--- DATASET EXCERPTS ---

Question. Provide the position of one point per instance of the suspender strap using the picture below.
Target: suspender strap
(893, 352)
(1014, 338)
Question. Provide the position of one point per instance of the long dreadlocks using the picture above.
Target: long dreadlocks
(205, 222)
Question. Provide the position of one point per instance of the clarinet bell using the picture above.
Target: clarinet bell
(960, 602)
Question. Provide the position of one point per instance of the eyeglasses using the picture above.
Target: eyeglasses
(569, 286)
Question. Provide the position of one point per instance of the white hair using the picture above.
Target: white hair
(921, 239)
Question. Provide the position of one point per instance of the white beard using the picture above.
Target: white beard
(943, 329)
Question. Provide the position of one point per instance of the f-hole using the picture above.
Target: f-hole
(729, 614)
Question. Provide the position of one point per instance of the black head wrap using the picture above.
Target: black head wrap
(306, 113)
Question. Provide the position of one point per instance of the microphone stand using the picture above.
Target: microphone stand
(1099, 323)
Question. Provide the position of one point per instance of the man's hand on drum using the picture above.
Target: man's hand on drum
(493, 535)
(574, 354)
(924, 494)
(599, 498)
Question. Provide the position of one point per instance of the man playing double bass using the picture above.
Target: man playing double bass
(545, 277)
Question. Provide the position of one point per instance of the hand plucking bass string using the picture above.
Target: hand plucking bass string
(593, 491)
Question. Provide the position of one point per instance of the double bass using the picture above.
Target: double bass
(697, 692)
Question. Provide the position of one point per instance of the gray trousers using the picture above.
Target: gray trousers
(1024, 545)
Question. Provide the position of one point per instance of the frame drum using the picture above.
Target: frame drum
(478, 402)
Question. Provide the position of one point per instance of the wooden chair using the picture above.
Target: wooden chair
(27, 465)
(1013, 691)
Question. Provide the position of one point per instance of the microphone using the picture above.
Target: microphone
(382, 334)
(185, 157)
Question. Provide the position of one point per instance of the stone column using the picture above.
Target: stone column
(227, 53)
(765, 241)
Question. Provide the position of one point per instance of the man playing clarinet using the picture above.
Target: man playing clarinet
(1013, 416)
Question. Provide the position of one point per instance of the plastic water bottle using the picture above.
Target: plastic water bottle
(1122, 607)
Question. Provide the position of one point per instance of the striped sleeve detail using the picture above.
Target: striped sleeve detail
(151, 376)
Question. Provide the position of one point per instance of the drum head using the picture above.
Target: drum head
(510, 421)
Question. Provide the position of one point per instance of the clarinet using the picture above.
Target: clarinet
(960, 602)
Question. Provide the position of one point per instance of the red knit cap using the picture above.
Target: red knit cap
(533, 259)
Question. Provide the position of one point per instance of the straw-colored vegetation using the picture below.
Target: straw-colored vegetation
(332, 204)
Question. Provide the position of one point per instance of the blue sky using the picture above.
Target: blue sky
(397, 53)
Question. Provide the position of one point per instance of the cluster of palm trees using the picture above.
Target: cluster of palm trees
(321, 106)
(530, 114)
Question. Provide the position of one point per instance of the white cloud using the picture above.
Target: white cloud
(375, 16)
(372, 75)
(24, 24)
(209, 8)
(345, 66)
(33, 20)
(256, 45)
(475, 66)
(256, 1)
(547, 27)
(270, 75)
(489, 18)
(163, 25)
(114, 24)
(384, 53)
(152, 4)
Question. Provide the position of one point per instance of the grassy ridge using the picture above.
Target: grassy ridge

---

INSTRUCTIONS TO FOLLOW — Using the entries above, give again exactly the lines from the line holding "Target: double bass" through the line holding "column using the picture above.". Include both end lines and nothing else.

SOLUTION —
Target: double bass
(697, 692)
Question. Provide the position of one point per instance of the gray trousers using the picture above.
Target: gray trousers
(1024, 545)
Question. Provide the position of one point per instance of the frame drum using the picture above.
Target: frame drum
(478, 402)
Question. Provide the position of one point per instance of the wooden chair using the picture above.
Target: wooden chair
(27, 465)
(1013, 691)
Question. Provide the position of one point per instance of the microphone using the picture above.
Target: microphone
(382, 334)
(185, 157)
Question. Provide the position of one point per instance of the stone column using the picture above.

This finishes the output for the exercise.